INSTRUCTION: Copy every line of the records below, leaving each line unchanged except the coordinates in the answers, which should each be offset by adding 27.

(Entries from a pointing dataset)
::::::::

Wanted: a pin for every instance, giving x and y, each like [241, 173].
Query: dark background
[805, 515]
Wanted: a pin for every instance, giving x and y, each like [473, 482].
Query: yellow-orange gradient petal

::::::::

TASK OUTPUT:
Wanted: a pin for every instance, giving x and y, each like [241, 173].
Query: dark background
[832, 542]
Wanted: a pin for every instance, giving x and y, each like [473, 482].
Query: yellow-orange gradient petal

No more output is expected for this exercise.